## Text extract
BEGIN
Kansas Business Report

September 1995

David B.  Schlosser, Director

Public Affairs and Consumer Protection

Kansas Corporation Commission

 

Over the last decade, rather quietly, a djinni slipped out of its bottle in one of the most unlikely sectors of America’s economy: utility monopolies.  The djinni was competition, and wasn’t so quiet when its bottle was first uncorked -- as those who remember deregulation of the airlines, or the breakup of Ma Bell, may recall.

 

But the successes and learning experiences of those initial reorganizations have led to such momentous events as the almost-complete deregulation of trucking.  Ten years ago, such action would have generated unprecedented public interest; last year, it didn’t merit more than a few lines in your daily newspaper.

 

Deregulation of trucking, long distance telephone service, airline travel, and natural gas transportation generated extraordinary consumer benefits.  Freight hauling, long distance usage, domestic air travel, and natural gas use surged -- while prices diminished or remained steady in constant and nominal dollars.
END
## Given problem 1
Duplicate everything in the entries from the line containing "of the lily" down to the line containing "Query: lily pad", both lines included. Omit the picture.
The report excerpt and the entries that follow it are unrelated to each other.

## Supplied information
BEGIN
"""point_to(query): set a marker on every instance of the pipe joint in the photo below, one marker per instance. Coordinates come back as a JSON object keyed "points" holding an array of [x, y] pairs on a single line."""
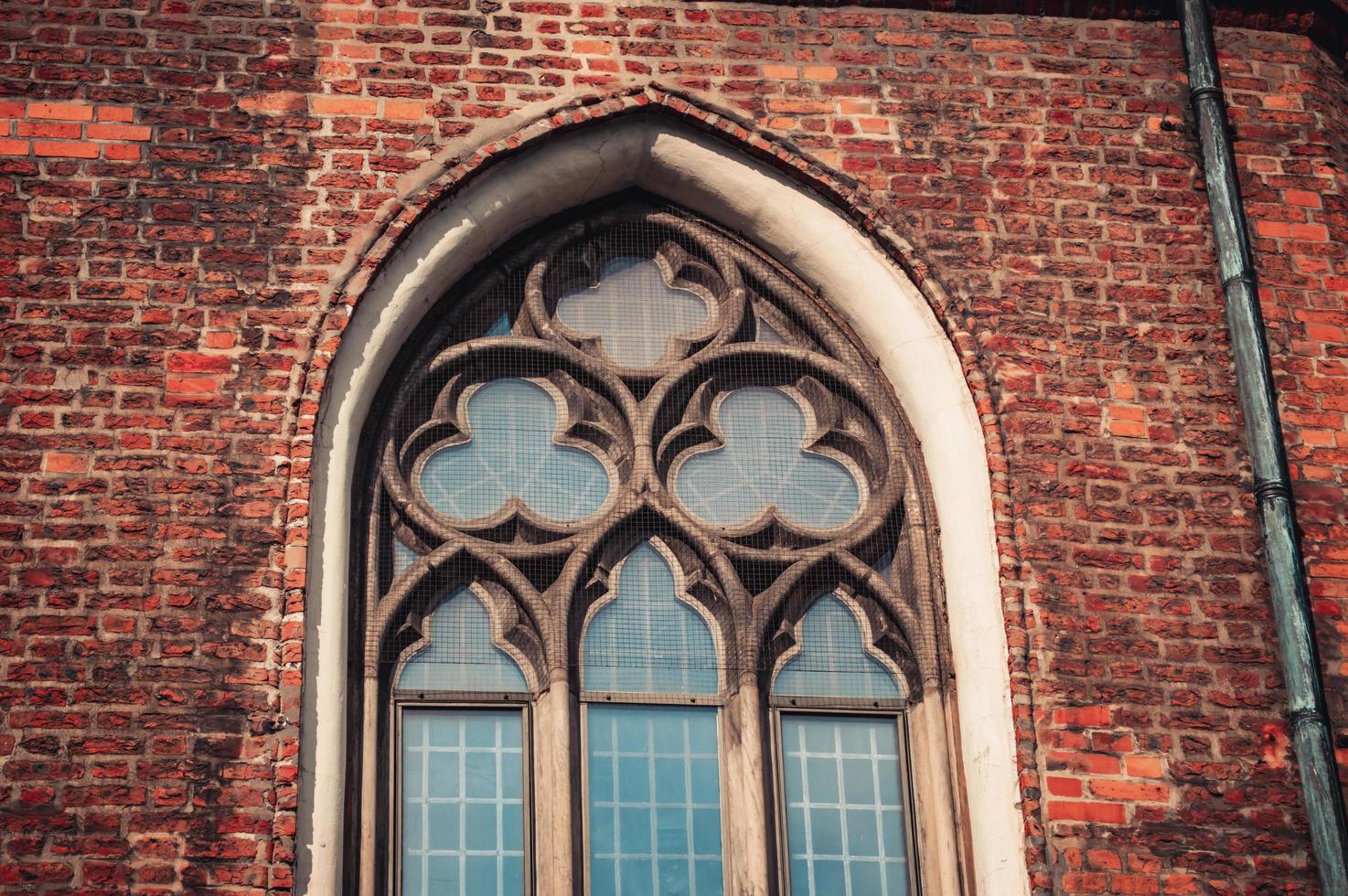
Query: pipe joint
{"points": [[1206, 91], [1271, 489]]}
END
BEGIN
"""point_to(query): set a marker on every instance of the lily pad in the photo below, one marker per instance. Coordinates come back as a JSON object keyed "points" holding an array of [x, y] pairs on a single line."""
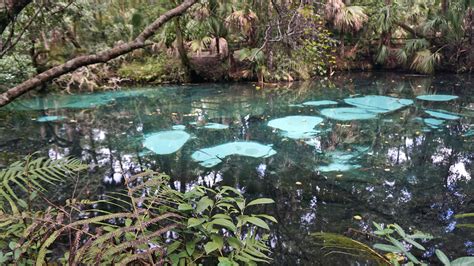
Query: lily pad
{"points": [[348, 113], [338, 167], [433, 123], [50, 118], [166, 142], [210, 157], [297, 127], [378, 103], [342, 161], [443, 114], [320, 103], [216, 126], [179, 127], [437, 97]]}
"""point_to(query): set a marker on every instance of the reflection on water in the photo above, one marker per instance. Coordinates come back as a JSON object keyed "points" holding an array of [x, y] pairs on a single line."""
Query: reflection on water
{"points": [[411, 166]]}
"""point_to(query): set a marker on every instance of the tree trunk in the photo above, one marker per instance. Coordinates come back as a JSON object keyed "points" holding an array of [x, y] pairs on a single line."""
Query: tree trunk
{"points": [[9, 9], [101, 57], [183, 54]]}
END
BEGIN
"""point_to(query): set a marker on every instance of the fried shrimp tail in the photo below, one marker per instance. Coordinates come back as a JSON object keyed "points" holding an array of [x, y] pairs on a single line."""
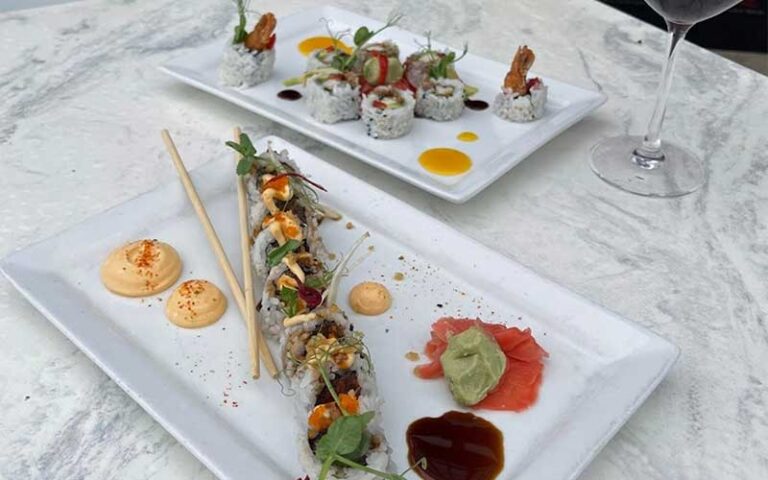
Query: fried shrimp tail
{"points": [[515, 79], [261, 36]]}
END
## Given problem 2
Translate this sentence from the report excerpt on deregulation into Spanish: "Deregulation of trucking, long distance telephone service, airline travel, and natural gas transportation generated extraordinary consumer benefits."

## Exercise solution 1
"""point_to(query): set a marker on every instance of the lily pad in the photo below, one marker per instance. Coordinates come back as a JSON object keyed "points" holding an array of [x, y] pairs on a single line."""
Query: lily pad

## Exercise solution 2
La desregulación del transporte de carga por carretera, del servicio telefónico de larga distancia, de los viajes aéreos y del transporte de gas natural generó beneficios extraordinarios para los consumidores.